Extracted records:

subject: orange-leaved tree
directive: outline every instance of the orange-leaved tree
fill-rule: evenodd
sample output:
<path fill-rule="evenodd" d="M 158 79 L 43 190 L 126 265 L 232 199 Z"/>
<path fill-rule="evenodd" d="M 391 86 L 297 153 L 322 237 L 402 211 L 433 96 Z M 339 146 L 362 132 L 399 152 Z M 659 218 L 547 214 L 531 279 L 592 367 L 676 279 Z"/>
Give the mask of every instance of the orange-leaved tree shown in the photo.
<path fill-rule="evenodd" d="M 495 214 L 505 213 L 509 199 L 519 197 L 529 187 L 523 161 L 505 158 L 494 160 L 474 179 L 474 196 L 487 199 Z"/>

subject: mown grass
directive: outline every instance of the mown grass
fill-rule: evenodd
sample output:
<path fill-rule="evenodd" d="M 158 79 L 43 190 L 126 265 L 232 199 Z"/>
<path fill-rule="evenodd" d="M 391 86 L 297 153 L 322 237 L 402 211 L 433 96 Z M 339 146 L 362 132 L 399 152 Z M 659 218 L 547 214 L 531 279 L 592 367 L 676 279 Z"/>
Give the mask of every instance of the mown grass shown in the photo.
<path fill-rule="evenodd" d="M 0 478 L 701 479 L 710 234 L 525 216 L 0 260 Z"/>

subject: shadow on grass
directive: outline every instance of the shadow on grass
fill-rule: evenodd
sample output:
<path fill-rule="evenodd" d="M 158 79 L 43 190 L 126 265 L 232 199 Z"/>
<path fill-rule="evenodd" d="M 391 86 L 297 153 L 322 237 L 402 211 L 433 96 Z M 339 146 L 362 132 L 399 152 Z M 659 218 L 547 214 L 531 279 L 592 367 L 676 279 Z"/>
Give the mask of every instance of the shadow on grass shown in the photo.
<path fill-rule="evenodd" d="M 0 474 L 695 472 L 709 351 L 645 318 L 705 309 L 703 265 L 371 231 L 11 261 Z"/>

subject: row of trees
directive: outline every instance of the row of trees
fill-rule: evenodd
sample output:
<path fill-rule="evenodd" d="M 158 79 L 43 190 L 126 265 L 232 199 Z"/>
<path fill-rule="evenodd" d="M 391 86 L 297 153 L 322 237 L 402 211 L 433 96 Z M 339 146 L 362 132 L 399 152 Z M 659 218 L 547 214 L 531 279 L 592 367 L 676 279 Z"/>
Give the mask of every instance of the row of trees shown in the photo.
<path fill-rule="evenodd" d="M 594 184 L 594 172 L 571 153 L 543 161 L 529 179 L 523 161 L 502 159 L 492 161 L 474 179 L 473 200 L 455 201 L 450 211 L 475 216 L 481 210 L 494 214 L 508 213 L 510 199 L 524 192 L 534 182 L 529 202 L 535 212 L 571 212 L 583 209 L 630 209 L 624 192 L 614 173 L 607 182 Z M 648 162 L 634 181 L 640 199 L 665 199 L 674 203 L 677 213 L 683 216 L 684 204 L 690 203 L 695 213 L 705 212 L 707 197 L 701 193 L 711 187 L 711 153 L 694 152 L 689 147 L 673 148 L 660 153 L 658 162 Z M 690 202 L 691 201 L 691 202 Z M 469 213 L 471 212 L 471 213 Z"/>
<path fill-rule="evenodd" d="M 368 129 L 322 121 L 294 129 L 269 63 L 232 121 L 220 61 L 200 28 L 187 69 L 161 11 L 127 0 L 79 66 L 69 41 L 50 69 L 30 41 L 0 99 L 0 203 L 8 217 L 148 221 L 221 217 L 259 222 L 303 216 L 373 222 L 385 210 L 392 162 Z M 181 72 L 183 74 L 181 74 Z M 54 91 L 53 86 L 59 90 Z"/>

Exercise brief: Copy out all of the rows above verbatim, changing nothing.

Written solution:
subject: orange-leaved tree
directive: outline every instance of the orange-leaved tree
fill-rule: evenodd
sample output:
<path fill-rule="evenodd" d="M 158 79 L 43 190 L 126 265 L 232 199 Z"/>
<path fill-rule="evenodd" d="M 391 86 L 297 153 L 322 237 L 402 211 L 433 96 Z M 339 146 L 362 132 L 399 152 Z M 659 218 L 547 214 L 531 279 L 592 367 L 676 279 Z"/>
Give the mask of every instance of the orange-leaved tree shown in the photo.
<path fill-rule="evenodd" d="M 495 214 L 505 213 L 509 199 L 519 197 L 529 187 L 523 161 L 505 158 L 494 160 L 474 179 L 474 196 L 487 199 Z"/>

subject: mown grass
directive: outline every instance of the mown grass
fill-rule: evenodd
sample output:
<path fill-rule="evenodd" d="M 158 79 L 43 190 L 126 265 L 232 199 Z"/>
<path fill-rule="evenodd" d="M 391 86 L 297 153 L 322 237 L 402 211 L 433 96 Z M 339 146 L 362 132 L 399 152 Z M 659 218 L 547 214 L 531 279 L 592 367 L 676 279 Z"/>
Give the mask of every instance of the mown grass shown in the photo.
<path fill-rule="evenodd" d="M 0 478 L 701 479 L 710 234 L 525 216 L 0 260 Z"/>

subject: shadow on grass
directive: outline every instance of the shadow on grass
fill-rule: evenodd
sample output:
<path fill-rule="evenodd" d="M 158 79 L 43 190 L 126 265 L 232 199 Z"/>
<path fill-rule="evenodd" d="M 391 86 L 297 153 L 322 237 L 402 211 L 433 96 Z M 339 146 L 362 132 L 399 152 Z M 659 218 L 547 214 L 531 279 L 592 367 L 676 279 Z"/>
Give the mask of every instance of the shadow on grass shown in the photo.
<path fill-rule="evenodd" d="M 0 474 L 695 472 L 709 351 L 645 318 L 705 309 L 703 265 L 371 231 L 11 261 Z"/>

subject: row of trees
directive: outline every instance of the row of trees
fill-rule: evenodd
sample output:
<path fill-rule="evenodd" d="M 158 79 L 43 190 L 126 265 L 232 199 Z"/>
<path fill-rule="evenodd" d="M 391 86 L 297 153 L 322 237 L 402 211 L 433 96 Z M 339 146 L 362 132 L 399 152 Z M 659 218 L 547 214 L 531 279 L 592 367 L 676 279 Z"/>
Give the mask of every instance of the row of trees shown in the photo.
<path fill-rule="evenodd" d="M 594 184 L 594 172 L 571 153 L 543 161 L 529 179 L 523 161 L 502 159 L 492 161 L 474 179 L 473 200 L 455 201 L 450 211 L 475 216 L 481 210 L 494 214 L 508 213 L 510 199 L 524 192 L 534 182 L 529 202 L 535 212 L 571 212 L 583 209 L 630 209 L 624 192 L 614 173 L 607 182 Z M 648 162 L 634 181 L 640 199 L 665 199 L 674 203 L 677 213 L 683 216 L 684 204 L 690 203 L 695 213 L 705 212 L 707 197 L 701 193 L 711 187 L 711 153 L 694 152 L 689 147 L 673 148 L 660 153 L 658 162 Z M 690 202 L 691 201 L 691 202 Z M 469 213 L 471 212 L 471 213 Z"/>
<path fill-rule="evenodd" d="M 368 129 L 322 121 L 294 129 L 269 63 L 232 121 L 220 61 L 200 28 L 187 69 L 161 11 L 127 0 L 79 66 L 69 41 L 50 69 L 30 41 L 0 99 L 0 203 L 8 217 L 148 221 L 221 217 L 259 222 L 303 216 L 373 222 L 385 210 L 392 162 Z M 181 72 L 183 74 L 181 74 Z M 54 91 L 53 86 L 59 90 Z"/>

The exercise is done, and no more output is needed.